[RECORDS FOR THIS EXERCISE start]

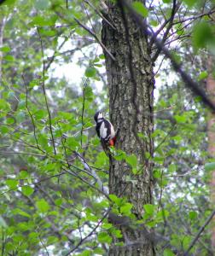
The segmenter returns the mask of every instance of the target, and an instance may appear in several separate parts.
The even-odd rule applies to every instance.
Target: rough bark
[[[122,13],[118,4],[109,4],[106,18],[116,28],[103,21],[102,43],[115,58],[113,61],[104,52],[110,119],[115,128],[120,129],[115,148],[128,155],[135,154],[140,166],[139,174],[134,175],[125,161],[111,158],[109,192],[126,197],[133,205],[133,213],[140,219],[143,205],[153,202],[152,164],[145,157],[146,152],[152,155],[154,150],[151,138],[154,125],[153,64],[147,36],[142,35],[127,13]],[[144,237],[142,232],[124,229],[122,233],[120,241],[124,241],[125,247],[113,244],[109,255],[154,254],[153,242]],[[132,246],[136,241],[142,241],[142,243]]]
[[[0,47],[3,47],[3,29],[4,29],[4,19],[0,16]],[[3,60],[3,52],[0,50],[0,79],[2,79],[2,60]]]
[[[211,100],[215,102],[215,79],[212,76],[212,59],[209,57],[208,61],[208,77],[206,80],[206,90]],[[207,136],[208,136],[208,154],[212,158],[215,158],[215,113],[209,113],[207,117]],[[215,171],[212,172],[211,177],[211,201],[212,206],[215,205]],[[215,218],[212,221],[212,247],[215,252]]]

[RECORDS FOR THIS EXERCISE end]

### WRITTEN INSTRUCTION
Return every line of the records above verbatim, leaving the pictures out.

### TASK OUTPUT
The segmenter returns the mask of every instance of the target, and an instance may appear in several separate parts.
The even-odd rule applies to every instance.
Target: rough bark
[[[122,13],[118,4],[109,4],[106,18],[116,28],[103,21],[102,43],[115,58],[113,61],[104,52],[110,119],[115,128],[120,129],[115,148],[128,155],[135,154],[140,166],[139,174],[134,175],[125,161],[111,158],[109,192],[126,197],[133,205],[133,213],[140,219],[143,205],[153,202],[152,164],[145,157],[146,152],[152,155],[154,150],[151,138],[154,125],[153,64],[147,36],[142,35],[127,13]],[[144,237],[142,232],[124,229],[122,233],[120,241],[124,241],[125,247],[113,244],[109,255],[154,254],[153,242]],[[132,246],[136,241],[142,241],[142,243]]]
[[[0,47],[3,47],[3,29],[4,29],[4,19],[0,16]],[[3,60],[3,52],[0,50],[0,79],[2,79],[2,60]]]
[[[211,100],[215,102],[215,79],[212,76],[212,59],[209,57],[208,61],[208,77],[206,80],[206,90]],[[207,136],[208,136],[208,154],[212,158],[215,158],[215,113],[209,113],[207,117]],[[215,171],[212,172],[211,177],[211,201],[212,206],[215,205]],[[215,218],[212,221],[212,247],[215,252]]]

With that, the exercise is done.